Set problem: Please render the entries below as a JSON list of strings, one string per line with blank lines omitted, starting from the first line and ending with the line holding "[0,0,1266,952]", both included.

Records supplied:
◆ ◆ ◆ ◆ ◆
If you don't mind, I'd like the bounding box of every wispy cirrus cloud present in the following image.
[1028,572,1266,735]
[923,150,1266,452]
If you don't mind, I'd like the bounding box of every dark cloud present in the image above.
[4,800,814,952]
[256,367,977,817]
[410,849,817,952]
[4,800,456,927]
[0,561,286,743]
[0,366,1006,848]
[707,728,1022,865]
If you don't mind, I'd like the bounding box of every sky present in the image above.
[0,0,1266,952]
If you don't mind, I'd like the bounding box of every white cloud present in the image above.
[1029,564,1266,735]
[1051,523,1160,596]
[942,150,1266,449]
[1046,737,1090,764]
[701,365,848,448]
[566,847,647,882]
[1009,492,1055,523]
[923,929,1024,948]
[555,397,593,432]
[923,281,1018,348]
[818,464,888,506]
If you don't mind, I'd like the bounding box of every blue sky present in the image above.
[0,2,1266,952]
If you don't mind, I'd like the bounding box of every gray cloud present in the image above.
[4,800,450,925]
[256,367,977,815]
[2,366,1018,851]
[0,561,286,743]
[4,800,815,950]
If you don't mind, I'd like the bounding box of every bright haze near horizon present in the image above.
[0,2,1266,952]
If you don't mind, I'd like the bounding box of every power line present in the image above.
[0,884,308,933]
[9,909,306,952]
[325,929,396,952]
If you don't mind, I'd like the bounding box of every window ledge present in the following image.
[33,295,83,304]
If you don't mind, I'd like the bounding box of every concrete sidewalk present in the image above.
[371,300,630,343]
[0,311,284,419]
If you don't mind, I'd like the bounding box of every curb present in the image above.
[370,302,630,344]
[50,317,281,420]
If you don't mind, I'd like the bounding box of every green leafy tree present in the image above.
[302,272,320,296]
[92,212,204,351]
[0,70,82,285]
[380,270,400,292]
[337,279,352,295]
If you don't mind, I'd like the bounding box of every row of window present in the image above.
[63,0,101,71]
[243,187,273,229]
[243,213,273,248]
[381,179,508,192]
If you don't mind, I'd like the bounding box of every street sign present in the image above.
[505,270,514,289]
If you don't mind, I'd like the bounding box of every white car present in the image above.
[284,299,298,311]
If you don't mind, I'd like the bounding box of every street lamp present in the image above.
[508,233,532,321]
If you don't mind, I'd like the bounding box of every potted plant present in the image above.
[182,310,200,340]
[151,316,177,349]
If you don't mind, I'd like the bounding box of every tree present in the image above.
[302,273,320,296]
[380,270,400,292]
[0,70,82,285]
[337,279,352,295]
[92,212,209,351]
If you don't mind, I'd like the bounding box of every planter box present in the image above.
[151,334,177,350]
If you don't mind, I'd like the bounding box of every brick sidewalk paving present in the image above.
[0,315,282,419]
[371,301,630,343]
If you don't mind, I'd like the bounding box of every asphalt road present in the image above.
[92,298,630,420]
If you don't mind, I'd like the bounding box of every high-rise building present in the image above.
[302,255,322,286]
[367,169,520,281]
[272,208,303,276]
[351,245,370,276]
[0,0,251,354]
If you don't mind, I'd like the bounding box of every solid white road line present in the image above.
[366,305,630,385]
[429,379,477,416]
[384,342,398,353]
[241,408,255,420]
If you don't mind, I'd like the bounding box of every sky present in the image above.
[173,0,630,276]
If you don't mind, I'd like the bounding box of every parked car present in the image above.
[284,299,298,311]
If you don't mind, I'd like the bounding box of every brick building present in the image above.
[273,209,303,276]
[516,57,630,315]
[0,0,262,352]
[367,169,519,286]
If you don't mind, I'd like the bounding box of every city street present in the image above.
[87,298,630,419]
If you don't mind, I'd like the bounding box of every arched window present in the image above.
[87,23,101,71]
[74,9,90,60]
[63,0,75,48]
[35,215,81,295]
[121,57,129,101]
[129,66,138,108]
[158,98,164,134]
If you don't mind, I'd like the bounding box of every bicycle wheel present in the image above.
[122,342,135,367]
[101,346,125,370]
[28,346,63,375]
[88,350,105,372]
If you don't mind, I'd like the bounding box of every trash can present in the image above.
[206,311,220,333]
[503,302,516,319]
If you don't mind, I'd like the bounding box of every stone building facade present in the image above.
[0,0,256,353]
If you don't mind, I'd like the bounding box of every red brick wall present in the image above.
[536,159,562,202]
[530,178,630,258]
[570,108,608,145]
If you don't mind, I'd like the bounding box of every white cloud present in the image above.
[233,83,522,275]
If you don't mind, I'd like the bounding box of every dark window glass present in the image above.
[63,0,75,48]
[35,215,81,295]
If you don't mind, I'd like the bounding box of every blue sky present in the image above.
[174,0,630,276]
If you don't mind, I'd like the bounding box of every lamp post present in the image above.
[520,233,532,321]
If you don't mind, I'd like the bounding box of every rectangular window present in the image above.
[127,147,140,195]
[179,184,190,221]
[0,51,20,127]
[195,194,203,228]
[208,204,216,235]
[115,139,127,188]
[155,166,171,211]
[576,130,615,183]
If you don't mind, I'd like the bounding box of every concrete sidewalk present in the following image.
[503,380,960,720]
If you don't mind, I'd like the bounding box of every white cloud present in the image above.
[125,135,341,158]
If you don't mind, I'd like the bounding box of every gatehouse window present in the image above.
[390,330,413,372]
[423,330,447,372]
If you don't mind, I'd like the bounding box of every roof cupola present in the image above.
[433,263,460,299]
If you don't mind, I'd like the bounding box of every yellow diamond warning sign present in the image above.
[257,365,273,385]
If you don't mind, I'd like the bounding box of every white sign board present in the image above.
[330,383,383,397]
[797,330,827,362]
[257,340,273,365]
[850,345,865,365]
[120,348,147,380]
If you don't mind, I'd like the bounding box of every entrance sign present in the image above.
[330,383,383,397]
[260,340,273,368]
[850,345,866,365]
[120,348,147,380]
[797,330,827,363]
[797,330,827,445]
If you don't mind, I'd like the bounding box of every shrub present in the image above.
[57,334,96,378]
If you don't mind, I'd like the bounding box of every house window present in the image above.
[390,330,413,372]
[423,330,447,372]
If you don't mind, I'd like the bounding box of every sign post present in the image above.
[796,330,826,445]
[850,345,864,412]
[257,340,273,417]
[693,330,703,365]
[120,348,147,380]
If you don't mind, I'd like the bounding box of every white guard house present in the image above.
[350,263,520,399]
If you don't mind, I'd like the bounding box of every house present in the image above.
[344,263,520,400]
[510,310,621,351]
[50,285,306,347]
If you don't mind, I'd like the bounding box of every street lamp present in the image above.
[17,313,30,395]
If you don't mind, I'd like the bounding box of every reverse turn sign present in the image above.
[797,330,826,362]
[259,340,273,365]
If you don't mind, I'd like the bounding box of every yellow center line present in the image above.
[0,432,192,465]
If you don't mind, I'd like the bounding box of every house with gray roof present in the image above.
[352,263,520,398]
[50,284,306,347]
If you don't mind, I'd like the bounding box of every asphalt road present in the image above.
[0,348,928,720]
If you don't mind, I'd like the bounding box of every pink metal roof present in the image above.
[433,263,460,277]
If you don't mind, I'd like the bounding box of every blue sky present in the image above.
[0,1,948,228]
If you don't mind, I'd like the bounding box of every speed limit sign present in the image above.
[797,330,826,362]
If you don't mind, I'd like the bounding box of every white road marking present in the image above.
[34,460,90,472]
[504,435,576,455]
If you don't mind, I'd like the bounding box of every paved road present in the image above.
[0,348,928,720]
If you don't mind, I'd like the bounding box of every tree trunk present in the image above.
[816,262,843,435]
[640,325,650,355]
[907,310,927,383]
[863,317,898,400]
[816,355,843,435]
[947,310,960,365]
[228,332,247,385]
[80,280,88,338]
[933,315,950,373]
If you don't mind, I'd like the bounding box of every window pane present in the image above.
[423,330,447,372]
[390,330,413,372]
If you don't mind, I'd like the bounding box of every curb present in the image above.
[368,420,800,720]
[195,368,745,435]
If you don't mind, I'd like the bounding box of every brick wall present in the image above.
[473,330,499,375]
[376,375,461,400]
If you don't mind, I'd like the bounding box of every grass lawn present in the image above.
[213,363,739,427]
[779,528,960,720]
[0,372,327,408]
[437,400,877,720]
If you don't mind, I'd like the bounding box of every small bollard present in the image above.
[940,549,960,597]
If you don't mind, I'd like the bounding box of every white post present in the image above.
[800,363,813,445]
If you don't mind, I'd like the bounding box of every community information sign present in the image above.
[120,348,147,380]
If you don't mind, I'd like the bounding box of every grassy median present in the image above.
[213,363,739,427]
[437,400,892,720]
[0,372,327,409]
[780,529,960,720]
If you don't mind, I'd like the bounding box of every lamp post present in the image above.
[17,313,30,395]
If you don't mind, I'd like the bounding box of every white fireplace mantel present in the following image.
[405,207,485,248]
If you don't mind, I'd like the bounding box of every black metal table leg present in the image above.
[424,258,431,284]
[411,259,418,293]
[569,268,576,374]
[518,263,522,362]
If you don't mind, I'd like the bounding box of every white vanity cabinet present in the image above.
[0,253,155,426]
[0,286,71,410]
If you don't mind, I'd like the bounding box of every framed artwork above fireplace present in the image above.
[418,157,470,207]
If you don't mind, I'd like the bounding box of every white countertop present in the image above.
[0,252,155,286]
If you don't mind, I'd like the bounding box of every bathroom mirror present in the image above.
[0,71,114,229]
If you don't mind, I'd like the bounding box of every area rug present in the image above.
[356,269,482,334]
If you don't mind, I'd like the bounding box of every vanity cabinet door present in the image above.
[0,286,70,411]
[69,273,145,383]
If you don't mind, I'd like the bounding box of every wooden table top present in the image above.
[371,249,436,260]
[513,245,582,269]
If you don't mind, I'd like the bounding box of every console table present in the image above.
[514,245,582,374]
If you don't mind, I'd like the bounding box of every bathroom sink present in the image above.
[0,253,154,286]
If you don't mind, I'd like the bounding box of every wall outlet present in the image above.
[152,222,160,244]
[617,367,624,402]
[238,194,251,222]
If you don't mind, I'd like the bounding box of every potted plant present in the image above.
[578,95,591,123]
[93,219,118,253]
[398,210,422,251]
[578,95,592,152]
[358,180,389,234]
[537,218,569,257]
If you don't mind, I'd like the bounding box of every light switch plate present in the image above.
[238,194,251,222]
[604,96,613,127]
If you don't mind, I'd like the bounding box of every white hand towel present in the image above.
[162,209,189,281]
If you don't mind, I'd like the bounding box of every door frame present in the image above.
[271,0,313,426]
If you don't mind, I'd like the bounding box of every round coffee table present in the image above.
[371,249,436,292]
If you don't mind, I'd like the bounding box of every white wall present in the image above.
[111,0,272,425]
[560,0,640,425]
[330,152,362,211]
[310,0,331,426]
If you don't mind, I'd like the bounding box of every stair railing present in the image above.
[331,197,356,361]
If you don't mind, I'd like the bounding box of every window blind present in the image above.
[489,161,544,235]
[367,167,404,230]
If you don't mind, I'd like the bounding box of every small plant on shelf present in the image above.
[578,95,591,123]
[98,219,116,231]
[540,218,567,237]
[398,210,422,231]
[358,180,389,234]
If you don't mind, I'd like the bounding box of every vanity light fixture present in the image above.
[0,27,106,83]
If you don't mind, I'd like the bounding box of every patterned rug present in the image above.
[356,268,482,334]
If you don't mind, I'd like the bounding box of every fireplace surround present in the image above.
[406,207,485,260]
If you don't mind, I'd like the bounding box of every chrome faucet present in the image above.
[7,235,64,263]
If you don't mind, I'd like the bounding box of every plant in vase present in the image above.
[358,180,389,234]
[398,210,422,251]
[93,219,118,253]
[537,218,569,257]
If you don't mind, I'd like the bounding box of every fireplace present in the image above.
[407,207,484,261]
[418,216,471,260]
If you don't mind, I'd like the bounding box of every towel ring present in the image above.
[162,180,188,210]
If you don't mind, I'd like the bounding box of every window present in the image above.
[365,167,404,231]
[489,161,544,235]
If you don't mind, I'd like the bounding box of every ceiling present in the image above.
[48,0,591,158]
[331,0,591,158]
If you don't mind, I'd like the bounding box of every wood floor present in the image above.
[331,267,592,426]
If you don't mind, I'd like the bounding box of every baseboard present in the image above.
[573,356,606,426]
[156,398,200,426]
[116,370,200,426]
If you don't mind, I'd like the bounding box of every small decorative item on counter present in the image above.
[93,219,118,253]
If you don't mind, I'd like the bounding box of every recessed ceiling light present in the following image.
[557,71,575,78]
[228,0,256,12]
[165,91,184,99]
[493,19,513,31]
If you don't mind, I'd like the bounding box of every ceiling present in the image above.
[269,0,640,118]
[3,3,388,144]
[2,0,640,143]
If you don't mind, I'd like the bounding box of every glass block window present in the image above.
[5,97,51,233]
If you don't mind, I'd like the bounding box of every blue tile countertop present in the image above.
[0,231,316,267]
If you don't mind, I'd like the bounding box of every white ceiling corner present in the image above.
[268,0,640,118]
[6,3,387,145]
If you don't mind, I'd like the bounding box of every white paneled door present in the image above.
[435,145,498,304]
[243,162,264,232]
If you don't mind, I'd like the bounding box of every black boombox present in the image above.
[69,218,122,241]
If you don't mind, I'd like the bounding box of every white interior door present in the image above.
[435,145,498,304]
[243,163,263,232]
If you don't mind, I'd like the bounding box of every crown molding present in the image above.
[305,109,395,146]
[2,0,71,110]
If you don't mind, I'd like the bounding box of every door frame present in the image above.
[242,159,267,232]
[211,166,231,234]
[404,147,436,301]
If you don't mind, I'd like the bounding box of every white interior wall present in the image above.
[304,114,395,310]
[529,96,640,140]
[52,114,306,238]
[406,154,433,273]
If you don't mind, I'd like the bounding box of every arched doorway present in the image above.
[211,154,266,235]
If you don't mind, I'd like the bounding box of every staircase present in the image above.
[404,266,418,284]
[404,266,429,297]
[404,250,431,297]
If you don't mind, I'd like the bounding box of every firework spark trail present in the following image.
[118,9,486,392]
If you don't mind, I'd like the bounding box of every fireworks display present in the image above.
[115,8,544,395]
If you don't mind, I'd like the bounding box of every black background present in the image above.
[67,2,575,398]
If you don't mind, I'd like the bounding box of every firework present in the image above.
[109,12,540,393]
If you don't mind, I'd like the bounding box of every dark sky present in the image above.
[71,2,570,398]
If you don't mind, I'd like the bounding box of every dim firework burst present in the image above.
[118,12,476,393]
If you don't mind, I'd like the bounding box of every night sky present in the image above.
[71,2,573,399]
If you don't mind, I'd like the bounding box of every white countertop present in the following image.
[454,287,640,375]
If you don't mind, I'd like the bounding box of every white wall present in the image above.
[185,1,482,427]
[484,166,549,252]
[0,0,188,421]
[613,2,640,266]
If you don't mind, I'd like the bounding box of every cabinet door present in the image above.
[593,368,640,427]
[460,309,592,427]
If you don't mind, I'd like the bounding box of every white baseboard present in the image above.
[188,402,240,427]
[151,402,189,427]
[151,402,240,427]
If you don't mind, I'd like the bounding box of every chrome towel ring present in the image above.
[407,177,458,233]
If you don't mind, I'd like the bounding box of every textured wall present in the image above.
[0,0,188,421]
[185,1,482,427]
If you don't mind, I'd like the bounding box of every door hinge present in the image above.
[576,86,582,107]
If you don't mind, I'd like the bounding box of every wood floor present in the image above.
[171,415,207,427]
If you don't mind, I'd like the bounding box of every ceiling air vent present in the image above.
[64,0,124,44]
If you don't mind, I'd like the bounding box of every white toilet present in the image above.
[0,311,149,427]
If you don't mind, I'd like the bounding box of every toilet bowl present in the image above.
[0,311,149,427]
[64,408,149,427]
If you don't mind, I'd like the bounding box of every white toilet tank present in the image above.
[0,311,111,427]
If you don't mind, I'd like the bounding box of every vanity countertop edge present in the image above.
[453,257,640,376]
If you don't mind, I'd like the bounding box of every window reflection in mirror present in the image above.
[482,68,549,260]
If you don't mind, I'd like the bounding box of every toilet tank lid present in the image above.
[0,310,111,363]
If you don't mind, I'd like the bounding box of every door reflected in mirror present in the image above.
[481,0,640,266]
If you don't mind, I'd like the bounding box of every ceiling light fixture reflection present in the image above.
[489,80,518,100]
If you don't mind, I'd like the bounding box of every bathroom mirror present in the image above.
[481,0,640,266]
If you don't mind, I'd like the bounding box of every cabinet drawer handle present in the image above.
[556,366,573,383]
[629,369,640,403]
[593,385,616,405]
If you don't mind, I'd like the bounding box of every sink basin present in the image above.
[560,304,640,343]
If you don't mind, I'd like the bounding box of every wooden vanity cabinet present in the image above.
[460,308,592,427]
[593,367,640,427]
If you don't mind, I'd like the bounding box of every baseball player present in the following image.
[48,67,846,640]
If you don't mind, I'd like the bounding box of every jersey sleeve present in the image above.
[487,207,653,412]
◆ ◆ ◆ ◆ ◆
Correct response:
[
  "If you don't mind, I'd like the bounding box of every wispy cirrus cloud present in the following image.",
  "[1028,572,1266,735]",
  "[923,150,1266,452]",
  "If you don't mind, I'd like the bounding box of every dark cloud present in the image above.",
  "[4,800,814,952]",
  "[256,367,977,817]",
  "[410,849,817,952]",
  "[4,800,456,927]",
  "[0,561,286,743]",
  "[0,366,1006,848]",
  "[707,728,1022,865]",
  "If you don't mind, I'd like the bounding box of every sky present in the image above.",
  "[0,0,1266,952]"
]